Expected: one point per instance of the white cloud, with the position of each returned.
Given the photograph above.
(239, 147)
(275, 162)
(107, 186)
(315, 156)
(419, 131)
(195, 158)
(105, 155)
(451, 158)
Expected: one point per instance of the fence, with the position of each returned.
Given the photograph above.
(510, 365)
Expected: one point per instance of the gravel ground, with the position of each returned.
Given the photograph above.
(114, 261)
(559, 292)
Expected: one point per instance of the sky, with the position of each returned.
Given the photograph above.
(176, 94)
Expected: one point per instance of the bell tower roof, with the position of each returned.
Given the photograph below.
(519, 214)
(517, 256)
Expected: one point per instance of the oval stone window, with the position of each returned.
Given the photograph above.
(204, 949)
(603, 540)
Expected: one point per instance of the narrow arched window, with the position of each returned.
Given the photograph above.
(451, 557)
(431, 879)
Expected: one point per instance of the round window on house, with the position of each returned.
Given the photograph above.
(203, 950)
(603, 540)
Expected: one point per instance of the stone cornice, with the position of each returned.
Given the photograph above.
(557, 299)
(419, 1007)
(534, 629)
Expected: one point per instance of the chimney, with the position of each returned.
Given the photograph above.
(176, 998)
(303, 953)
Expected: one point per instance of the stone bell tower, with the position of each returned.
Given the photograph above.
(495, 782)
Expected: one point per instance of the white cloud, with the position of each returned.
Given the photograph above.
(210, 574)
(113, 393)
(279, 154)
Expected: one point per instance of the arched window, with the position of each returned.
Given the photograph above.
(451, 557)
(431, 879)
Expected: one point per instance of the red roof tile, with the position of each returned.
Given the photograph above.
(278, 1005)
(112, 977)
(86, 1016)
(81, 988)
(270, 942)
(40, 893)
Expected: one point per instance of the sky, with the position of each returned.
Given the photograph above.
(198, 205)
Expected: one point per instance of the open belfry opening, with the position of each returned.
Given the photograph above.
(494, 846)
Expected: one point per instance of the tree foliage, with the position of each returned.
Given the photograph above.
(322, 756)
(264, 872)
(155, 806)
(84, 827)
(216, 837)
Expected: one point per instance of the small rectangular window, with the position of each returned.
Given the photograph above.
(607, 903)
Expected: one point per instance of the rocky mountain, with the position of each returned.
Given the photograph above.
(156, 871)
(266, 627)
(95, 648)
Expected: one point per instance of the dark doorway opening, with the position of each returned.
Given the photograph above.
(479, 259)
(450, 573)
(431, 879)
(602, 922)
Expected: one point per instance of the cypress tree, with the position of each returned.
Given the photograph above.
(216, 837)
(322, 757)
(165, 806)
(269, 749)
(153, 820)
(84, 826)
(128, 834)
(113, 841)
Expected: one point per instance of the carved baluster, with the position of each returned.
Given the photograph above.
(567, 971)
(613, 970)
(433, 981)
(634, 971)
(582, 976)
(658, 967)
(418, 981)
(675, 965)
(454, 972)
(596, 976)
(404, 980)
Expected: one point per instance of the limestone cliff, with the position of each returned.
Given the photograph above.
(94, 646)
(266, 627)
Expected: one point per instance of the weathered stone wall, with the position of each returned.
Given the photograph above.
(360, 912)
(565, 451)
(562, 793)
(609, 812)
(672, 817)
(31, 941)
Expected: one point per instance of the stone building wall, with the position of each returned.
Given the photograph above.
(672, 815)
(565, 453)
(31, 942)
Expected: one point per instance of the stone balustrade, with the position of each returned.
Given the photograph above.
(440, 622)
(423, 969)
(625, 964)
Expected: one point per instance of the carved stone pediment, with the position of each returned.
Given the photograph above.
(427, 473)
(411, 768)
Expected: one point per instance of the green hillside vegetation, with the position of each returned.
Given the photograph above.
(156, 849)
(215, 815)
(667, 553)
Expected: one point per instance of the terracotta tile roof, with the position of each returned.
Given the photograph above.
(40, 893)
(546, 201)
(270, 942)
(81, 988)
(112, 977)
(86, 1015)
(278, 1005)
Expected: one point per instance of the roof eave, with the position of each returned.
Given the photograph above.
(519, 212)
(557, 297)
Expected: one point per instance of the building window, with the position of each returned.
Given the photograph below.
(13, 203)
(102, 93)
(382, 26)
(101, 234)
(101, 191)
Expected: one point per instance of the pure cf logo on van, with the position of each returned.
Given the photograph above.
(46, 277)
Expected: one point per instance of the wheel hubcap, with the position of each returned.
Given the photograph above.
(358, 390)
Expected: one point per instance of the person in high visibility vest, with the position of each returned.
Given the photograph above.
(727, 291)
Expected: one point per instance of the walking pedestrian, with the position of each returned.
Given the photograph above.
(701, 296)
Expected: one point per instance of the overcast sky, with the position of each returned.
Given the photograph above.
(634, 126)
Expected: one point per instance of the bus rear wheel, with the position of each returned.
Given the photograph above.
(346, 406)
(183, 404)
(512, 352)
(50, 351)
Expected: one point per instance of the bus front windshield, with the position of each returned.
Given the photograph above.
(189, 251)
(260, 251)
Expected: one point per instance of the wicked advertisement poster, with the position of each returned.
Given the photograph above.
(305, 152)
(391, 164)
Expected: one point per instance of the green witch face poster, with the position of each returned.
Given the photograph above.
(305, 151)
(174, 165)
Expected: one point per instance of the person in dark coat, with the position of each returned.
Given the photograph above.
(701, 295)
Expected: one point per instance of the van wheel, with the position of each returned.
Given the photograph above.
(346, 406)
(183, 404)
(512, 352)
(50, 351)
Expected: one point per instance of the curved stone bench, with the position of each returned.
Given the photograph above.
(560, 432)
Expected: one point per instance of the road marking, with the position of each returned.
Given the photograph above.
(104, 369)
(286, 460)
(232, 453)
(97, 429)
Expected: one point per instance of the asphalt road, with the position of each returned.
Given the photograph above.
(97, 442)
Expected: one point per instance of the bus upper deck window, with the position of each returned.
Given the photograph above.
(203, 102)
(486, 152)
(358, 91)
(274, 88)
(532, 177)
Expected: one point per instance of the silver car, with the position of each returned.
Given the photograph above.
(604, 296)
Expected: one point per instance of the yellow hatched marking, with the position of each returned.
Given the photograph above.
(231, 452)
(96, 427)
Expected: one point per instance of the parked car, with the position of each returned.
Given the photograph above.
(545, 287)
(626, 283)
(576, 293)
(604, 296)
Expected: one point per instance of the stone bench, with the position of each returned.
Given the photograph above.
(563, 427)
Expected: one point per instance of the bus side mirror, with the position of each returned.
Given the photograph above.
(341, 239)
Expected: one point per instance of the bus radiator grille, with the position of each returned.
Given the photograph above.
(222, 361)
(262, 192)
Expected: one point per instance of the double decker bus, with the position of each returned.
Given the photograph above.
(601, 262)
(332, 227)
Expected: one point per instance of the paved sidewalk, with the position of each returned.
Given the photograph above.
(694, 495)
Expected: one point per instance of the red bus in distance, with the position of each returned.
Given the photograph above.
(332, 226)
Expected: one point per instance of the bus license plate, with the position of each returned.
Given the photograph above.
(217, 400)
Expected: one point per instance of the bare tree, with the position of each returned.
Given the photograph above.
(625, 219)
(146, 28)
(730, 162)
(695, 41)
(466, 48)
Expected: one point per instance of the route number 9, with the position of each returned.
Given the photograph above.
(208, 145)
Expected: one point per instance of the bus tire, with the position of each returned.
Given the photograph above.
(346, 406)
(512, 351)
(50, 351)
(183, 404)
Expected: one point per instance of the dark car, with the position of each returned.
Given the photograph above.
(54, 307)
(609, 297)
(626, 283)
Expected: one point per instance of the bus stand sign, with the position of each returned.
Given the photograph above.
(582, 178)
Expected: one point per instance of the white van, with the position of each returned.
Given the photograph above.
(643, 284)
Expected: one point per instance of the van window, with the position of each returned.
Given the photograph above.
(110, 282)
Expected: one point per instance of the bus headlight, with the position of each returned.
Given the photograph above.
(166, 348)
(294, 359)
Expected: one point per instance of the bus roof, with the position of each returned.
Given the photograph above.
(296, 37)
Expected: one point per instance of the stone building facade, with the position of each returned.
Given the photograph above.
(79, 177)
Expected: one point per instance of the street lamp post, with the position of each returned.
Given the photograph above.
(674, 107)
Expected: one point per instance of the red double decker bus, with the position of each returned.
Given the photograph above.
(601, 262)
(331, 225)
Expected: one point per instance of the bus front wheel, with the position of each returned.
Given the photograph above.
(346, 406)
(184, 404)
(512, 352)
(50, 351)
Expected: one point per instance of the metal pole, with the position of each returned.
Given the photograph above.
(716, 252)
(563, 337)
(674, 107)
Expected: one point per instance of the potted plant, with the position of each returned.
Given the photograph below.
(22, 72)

== == ==

> TASK ITEM:
With the line that contains "facade, with the position of each returned." as your start, reproduce the data above exactly through its last line, and nothing before that start.

> WRITTEN SOLUTION:
Expected: one point per instance of the stone building facade, with the position of each returned.
Given the photograph above.
(79, 177)
Expected: one point per instance of the street lamp post, with the position of each returned.
Given the photograph above.
(674, 107)
Expected: one point per instance of the red double decker bus, with the position of each returned.
Given the photograph above.
(601, 262)
(331, 225)
Expected: one point per instance of the bus front wheel, with the position of each returned.
Given the photograph above.
(346, 406)
(184, 404)
(512, 352)
(50, 351)
Expected: one point per instance of the metal pole, with the position of each returned.
Given the photograph above.
(716, 252)
(563, 337)
(674, 107)
Expected: one point per instance of the potted plant, with the position of each returned.
Given the photograph below.
(22, 72)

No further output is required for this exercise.